Swap "pixel coordinates" for "position values" everywhere in the material below and reproduce it otherwise unchanged.

BEGIN Material for this exercise

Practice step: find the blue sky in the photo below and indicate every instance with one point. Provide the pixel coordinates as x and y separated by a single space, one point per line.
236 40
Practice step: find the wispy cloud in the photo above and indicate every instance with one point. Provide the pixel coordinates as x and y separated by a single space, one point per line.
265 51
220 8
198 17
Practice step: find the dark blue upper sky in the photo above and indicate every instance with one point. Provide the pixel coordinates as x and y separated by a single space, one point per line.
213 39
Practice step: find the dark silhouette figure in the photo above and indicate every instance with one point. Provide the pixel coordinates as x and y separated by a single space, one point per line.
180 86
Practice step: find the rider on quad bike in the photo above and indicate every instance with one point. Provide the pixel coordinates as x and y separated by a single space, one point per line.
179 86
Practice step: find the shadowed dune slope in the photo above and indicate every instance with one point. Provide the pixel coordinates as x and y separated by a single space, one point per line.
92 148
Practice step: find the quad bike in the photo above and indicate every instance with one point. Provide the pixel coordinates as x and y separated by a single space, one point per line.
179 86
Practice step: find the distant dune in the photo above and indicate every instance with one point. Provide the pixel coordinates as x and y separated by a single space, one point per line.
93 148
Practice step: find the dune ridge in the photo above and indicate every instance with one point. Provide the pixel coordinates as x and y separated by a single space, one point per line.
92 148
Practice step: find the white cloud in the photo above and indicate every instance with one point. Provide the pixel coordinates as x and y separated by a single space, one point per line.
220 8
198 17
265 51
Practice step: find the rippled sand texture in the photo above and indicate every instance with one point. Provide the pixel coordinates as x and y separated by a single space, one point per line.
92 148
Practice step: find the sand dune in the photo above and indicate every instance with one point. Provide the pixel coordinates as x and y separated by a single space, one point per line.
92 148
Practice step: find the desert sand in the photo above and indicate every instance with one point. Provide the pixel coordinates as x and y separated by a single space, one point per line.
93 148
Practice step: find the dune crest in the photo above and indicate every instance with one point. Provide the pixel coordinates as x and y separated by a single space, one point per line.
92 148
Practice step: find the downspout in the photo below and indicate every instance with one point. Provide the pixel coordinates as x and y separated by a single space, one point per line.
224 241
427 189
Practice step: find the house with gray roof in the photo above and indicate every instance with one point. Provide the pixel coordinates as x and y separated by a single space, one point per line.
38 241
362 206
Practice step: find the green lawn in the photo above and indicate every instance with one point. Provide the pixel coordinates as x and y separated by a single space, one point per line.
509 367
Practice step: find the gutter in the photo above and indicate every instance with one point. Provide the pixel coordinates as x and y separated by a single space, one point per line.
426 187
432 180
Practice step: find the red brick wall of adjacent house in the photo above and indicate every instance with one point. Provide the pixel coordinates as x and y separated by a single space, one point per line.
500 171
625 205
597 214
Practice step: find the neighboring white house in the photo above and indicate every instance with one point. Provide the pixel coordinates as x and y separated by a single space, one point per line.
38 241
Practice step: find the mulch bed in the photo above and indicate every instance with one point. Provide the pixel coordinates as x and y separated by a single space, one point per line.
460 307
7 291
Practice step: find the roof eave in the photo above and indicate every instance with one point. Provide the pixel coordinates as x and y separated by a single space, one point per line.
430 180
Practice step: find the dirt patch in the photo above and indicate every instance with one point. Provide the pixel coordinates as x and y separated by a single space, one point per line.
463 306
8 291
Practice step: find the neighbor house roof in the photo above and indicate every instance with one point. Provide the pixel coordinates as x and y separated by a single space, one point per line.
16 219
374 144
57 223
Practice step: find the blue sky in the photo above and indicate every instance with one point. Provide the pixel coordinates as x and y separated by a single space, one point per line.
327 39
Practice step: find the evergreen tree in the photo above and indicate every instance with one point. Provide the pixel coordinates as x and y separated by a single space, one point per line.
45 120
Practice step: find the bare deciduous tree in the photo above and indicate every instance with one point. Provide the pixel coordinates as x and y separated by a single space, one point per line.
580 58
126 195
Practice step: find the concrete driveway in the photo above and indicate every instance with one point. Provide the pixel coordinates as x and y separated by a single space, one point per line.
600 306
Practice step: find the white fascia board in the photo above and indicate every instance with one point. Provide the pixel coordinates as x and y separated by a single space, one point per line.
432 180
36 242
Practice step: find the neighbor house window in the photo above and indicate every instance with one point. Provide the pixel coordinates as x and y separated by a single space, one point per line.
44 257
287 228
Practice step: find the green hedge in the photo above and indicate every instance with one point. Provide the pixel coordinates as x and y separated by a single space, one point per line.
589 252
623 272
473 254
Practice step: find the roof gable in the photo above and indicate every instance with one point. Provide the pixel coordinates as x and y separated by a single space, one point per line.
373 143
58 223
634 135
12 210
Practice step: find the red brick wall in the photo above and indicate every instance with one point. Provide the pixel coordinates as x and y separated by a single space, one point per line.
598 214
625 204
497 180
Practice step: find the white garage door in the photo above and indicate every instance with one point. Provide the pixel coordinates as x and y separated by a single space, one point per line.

END Material for this exercise

Task result >>
Practice step: find the blue sky in the photo below and indicate every instance with one point. Provide the position values as x and y separated by a single space, one point per line.
236 40
Practice step: find the wispy cloud in the photo above and indicate every instance with one point. Provide the position values as x and y separated by a single space, one point per line.
265 51
220 8
198 17
Practice step: find the dark blue upper sky in the photo above and indicate every instance with one point. Provide the position values as x and y separated by a single space, one point per line.
213 39
Practice step: find the dark silhouette figure in the photo above and indicate every instance with one point. Provide the position values as x and y separated by a single space, one point per line.
180 86
Practice step: find the rider on quad bike in the photo above and indicate every instance with one point. Provide the position values as x and y separated by a single space, one point per line.
179 86
Practice step: find the shadowed dune slope in the photo above and indicate every instance with one point. Provide the position values as x and y separated by a single space, one point per line.
92 148
Practice step: find the quad bike in the photo above and indicate every instance with one point. Provide the position values as x and y separated by a single space, one point per line.
179 86
Practice step: find the distant dune in the photo above and indicate every instance with one point. Provide the position values as x and y separated by a single space, one point per line.
93 148
Practice step: find the dune ridge in the photo above and indicate every instance with one point. Provide the position values as x and y separated by a single space, one point per line.
92 148
Practice step: find the white cloud in the photo above and indicate every instance with one point. Provide the position values as x and y separated by a single space, one point per line.
220 8
198 17
265 51
Practice step: find the rippled sand texture in the photo above and indicate every instance with one point. Provide the position values as x and y separated by a single space, one point per line.
92 148
Practice step: find the sand dune in the photo above and indicate every instance with one point. Provide the position values as x and y separated by a single space, one point per line.
92 148
Practice step: find the desert sand in the photo above and indicate every instance with one point. Provide the position values as x and y separated by a single space, one point per line.
93 148
Practice step: find the dune crest in the photo above and indicate every instance with one point. Provide the position values as x and y separated by a single space, one point per line.
92 148
Practice step: find the downspout in the photo below and indicate every instance with one point. Provide the position values as x and y separated by a single space, one point per line.
224 241
427 189
Practice step: find the house with gray roof in the photo above and indicate every instance with one point. Provide the position values as x and y separated by a single space, one point per line.
38 241
362 206
Practice step: find the green lawn in the photo above and indicate every instance with one point. Provide the position values as x and y separated by a single space, one point per line.
509 367
Practice step: find the gutter in the photo above and indicate every instance with one point. Provide the position values as x and y separated by a single space, one point per line.
426 187
432 180
Practice step: find the red brick wall of adjacent house in the photo above and indicate every instance with one point. Provide the position values as x and y separated by a single space, one point per line.
500 171
625 205
597 214
Practice step: find the neighboring white house in the photo above and indicate every instance with one point. Provide the position values as x and y separated by a single space, one point per line.
38 241
Practice step: find the mulch bed in the photo above and indicate every instance with one point. Provide the position values as x and y separated by a single space, one point per line.
460 307
7 291
Practice step: find the roof eave in the photo above and indicate every instance with one point. Provide the position values as x and y separated by a single space, one point per line.
430 180
Practice step: find the dirt patch in the photo above and indicate every instance with one point. Provide the position values as x and y separated by a single space, one point per line.
463 306
8 291
Practice step: find the neighbor house roof in the photo above and indicate every instance with one point. Provide the position values as x and y separated by a single space, one point per line.
16 219
374 144
57 223
Practice step: find the blue sky in the photo above and indicate every instance with one point. Provide the position values as x and y separated by a single space, one point per line.
327 39
Practice step: find the evergreen tree in the photo above and indicate every instance with one point. Provide the position values as x and y separated by a single space, one point per line.
45 120
Practice step: find the bare deciduous tree in the photo above and indicate every instance with one point. Provide the position values as x and y separated by a single space, one point per line.
580 58
126 195
Practice step: find the concrete driveway in the photo above and indicate every instance with one point. Provide the position values as x and y separated by a single space, one point per line.
600 306
Practice step: find the white fascia board in the photo above and indicate every instance with one point. Provide the position values as x and y separated by a single space, one point per line.
432 180
36 242
Practice step: find the neighbor house window in the photo above and indicate every instance with one point. Provide the position values as x and y separated by a single space, one point per line.
44 257
287 228
Practice step: find the green hedge in the photo above and indicate every instance with one point. Provide the position values as x and y separated by a single space, one point per line.
589 252
623 272
473 254
Practice step: find the roof gable in the photo above and indicate every instance with one point. Provide the position values as x and y separated by a single space, one point per line.
373 143
58 223
634 135
12 210
Practice step: find the red brick wall in the photo above and indicate every instance with one point. Provide the position values as x and y separated by a single space, one point per line.
598 214
625 204
497 180
Practice step: find the white garage door in the photo above and indicate every instance with one point. Provide the position values as x and y separated by a single space, one point per line.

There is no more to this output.